Exercise -
Nothing but the lines from the one that contains "Target: wooden mantel shelf" to the end of the records should be printed, both ends included, exactly as given.

--- Excerpted records Enclosed Below ---

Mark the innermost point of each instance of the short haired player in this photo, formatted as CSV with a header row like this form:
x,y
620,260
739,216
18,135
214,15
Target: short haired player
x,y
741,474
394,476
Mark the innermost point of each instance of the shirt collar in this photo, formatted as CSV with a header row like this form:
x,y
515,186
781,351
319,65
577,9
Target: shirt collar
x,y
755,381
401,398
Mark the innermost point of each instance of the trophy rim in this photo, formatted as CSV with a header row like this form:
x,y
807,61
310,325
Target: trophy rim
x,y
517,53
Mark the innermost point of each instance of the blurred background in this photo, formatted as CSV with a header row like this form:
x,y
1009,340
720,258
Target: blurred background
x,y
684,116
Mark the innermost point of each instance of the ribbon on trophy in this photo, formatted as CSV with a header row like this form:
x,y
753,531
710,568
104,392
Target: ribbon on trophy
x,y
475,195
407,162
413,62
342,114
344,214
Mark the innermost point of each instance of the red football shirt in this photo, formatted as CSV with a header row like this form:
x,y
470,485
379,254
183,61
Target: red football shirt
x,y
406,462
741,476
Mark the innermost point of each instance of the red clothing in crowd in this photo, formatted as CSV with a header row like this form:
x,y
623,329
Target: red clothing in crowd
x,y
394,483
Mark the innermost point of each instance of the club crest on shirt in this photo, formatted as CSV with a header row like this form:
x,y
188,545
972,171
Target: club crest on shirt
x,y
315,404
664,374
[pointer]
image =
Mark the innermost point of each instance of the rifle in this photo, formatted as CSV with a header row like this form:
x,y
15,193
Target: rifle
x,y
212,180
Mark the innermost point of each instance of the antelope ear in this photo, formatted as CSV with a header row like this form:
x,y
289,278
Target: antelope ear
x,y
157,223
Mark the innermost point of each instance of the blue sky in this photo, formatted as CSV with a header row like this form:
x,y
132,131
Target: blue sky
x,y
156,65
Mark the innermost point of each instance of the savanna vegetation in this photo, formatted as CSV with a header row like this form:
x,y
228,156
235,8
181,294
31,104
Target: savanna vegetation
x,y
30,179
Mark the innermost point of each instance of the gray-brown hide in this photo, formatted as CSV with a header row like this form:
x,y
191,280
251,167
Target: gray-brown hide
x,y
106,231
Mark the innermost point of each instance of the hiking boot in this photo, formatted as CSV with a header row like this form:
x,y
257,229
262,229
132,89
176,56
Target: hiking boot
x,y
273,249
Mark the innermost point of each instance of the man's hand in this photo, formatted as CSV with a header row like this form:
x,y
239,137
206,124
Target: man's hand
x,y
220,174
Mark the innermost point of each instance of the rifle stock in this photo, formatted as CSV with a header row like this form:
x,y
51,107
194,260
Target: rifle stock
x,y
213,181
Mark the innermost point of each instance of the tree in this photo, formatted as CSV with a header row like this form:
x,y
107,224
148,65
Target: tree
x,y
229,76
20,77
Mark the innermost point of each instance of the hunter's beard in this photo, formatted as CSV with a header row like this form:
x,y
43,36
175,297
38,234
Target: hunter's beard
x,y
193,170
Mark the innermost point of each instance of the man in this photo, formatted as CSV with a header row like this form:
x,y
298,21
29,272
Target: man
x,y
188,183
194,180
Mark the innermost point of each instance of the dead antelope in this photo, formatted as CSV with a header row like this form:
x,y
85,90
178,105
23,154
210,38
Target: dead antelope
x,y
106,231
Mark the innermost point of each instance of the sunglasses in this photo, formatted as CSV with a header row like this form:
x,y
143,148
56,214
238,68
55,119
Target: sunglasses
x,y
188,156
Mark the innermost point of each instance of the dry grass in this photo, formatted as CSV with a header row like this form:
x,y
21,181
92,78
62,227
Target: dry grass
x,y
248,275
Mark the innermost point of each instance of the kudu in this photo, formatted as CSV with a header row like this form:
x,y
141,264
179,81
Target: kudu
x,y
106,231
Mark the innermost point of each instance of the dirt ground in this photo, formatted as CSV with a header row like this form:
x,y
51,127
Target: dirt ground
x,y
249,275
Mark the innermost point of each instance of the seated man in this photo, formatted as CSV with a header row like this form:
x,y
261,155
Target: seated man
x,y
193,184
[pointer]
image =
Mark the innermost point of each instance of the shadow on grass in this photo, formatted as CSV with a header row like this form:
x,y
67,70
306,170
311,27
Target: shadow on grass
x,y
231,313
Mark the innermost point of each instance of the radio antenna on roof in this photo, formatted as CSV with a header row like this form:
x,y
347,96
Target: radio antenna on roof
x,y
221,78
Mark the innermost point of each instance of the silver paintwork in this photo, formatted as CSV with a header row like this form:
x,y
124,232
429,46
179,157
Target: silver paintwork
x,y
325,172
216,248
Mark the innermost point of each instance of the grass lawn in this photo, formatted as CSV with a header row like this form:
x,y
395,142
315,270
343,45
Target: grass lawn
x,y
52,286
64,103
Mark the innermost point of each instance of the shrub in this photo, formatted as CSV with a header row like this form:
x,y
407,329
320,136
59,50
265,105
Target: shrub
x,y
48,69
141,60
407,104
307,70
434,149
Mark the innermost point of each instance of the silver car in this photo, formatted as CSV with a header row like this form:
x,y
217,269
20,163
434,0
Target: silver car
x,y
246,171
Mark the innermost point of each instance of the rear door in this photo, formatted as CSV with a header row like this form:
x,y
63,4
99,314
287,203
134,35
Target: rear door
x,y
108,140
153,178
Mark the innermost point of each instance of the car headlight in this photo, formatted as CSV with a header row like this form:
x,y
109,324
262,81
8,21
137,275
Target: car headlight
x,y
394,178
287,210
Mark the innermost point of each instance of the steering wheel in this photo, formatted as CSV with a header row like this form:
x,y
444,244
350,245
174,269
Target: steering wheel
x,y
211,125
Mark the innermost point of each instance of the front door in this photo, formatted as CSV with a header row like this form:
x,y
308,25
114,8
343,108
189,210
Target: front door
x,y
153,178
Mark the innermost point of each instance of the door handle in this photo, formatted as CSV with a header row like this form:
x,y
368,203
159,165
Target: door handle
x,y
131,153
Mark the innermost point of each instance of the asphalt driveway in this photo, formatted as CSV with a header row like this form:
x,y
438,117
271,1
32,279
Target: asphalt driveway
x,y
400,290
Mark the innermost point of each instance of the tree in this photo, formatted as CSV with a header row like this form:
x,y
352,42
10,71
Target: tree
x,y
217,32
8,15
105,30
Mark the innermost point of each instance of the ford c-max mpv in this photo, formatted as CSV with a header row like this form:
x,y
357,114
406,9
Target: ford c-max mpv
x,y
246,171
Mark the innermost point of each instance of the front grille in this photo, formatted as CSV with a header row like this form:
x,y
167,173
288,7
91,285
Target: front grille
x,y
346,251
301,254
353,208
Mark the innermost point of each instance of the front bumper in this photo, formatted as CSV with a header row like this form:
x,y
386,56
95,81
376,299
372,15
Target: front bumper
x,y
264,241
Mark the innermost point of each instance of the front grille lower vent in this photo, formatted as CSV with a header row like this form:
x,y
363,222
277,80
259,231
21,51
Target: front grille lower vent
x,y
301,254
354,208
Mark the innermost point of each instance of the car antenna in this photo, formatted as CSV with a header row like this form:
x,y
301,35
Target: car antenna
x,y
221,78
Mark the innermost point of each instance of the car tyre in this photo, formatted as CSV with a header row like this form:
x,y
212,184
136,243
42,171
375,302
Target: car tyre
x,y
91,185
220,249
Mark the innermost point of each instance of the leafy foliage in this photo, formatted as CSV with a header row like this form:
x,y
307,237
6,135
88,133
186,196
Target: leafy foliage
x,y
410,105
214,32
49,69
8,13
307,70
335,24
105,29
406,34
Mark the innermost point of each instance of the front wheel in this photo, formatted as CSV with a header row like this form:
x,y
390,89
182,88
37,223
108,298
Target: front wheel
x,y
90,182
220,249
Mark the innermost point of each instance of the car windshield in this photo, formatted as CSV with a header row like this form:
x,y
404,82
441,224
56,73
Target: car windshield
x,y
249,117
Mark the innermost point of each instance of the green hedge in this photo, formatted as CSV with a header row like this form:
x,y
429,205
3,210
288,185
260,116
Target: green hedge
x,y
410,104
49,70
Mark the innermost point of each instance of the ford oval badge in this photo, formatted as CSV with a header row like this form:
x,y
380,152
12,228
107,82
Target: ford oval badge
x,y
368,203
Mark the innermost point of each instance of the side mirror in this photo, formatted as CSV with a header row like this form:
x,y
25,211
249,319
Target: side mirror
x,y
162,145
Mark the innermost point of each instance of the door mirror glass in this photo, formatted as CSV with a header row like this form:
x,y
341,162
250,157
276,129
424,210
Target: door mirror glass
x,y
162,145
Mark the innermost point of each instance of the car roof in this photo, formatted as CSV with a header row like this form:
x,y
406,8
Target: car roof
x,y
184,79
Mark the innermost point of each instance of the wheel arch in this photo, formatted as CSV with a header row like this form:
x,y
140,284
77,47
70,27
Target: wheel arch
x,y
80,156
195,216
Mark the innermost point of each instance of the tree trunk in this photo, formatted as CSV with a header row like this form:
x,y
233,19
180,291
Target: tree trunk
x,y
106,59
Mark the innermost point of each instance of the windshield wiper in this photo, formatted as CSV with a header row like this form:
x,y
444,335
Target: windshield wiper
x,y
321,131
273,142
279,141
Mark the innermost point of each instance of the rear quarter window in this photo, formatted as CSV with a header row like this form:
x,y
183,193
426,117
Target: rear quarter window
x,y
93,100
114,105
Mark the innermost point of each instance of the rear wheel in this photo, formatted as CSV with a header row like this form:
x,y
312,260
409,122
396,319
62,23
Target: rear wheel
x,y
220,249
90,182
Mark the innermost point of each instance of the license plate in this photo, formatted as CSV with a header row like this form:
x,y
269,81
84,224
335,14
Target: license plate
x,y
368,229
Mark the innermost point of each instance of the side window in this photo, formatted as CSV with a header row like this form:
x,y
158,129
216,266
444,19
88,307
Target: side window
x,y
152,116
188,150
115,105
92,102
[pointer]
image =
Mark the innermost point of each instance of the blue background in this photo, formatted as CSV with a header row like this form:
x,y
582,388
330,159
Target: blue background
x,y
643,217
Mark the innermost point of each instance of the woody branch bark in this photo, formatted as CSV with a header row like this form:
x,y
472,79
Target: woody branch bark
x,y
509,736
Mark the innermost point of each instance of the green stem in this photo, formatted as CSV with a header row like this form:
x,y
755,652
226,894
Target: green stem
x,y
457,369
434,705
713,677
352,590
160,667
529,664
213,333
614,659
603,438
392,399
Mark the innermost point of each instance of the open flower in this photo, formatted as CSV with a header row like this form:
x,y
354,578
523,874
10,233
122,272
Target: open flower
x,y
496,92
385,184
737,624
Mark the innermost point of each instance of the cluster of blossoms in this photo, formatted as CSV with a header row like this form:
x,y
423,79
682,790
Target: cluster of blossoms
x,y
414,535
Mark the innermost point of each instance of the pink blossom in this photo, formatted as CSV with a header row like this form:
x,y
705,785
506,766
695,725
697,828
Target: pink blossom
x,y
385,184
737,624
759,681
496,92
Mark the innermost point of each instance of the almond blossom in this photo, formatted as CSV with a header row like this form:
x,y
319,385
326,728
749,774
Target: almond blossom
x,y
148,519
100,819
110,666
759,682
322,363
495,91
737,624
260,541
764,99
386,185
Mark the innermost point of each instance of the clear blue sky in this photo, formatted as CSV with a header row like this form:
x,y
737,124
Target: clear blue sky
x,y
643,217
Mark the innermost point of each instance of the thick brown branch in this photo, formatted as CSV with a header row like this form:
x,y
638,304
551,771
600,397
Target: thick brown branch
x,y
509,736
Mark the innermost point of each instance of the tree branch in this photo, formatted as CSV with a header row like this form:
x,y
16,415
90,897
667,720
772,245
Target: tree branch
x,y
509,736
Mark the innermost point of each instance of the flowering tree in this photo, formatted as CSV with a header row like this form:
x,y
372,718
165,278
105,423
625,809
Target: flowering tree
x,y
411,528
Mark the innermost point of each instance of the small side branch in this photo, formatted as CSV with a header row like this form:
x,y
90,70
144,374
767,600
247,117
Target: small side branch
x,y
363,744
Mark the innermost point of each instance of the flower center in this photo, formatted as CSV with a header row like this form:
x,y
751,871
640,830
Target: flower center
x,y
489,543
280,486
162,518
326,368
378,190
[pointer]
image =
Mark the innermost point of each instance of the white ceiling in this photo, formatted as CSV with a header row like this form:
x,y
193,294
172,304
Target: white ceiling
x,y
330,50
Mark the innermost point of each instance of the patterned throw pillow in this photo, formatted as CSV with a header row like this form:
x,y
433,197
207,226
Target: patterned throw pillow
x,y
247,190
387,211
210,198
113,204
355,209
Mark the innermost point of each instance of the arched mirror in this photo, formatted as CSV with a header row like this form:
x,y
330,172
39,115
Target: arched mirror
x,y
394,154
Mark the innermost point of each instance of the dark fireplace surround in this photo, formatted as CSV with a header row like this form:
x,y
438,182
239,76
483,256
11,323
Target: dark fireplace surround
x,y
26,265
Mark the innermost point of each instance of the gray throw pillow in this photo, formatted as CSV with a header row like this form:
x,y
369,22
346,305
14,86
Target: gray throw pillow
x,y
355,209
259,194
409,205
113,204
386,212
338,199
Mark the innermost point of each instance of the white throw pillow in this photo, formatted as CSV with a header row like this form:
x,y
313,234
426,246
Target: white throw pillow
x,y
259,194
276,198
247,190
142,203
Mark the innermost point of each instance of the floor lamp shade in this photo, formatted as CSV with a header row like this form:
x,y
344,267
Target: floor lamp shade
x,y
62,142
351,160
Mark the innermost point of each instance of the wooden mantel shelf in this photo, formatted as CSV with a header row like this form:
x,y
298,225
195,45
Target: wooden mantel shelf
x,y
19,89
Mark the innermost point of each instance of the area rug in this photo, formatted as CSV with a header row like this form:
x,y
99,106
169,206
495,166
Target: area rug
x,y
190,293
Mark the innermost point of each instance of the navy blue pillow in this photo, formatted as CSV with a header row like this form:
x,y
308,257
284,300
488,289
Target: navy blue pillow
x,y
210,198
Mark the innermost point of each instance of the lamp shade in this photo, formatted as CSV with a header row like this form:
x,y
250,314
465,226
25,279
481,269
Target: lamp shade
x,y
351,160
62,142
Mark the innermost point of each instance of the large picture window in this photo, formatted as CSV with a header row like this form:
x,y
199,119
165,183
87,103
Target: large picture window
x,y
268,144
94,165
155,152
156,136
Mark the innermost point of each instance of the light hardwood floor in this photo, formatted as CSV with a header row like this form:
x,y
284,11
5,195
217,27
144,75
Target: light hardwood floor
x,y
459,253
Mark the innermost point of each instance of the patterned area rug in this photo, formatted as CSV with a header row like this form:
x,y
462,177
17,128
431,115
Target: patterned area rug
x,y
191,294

--- End of Enclosed Excerpted records ---

Your solution -
Target: wooden mantel shelf
x,y
19,89
Mark the innermost point of each instance of the area rug in this photo, formatted as CSV with a header row like this form:
x,y
99,106
169,206
495,166
Target: area rug
x,y
190,293
Mark the innermost point of each instance of the navy blue pillow in this photo, formatted as CSV with a header row like this form:
x,y
308,257
284,300
488,289
Target: navy blue pillow
x,y
210,198
Mark the innermost point of each instance of the lamp shade in this photo, formatted as CSV with a header row like this form:
x,y
250,314
465,226
25,279
481,269
Target: lamp shade
x,y
351,160
62,142
Mark the innermost point of each instance of the large picture window in this photo, formatted as CSV with a header row like this form:
x,y
199,119
165,183
87,103
Target: large picture window
x,y
268,144
94,165
155,152
156,136
Mark the innermost point of each instance of the light hardwood floor in this photo, formatted as CSV with a header row like this form:
x,y
284,11
5,195
217,27
144,75
Target: light hardwood floor
x,y
459,253
Mark the innermost point of each instance of the patterned area rug in this photo, formatted as CSV with a header row like this form:
x,y
462,177
17,128
431,115
Target: patterned area rug
x,y
191,294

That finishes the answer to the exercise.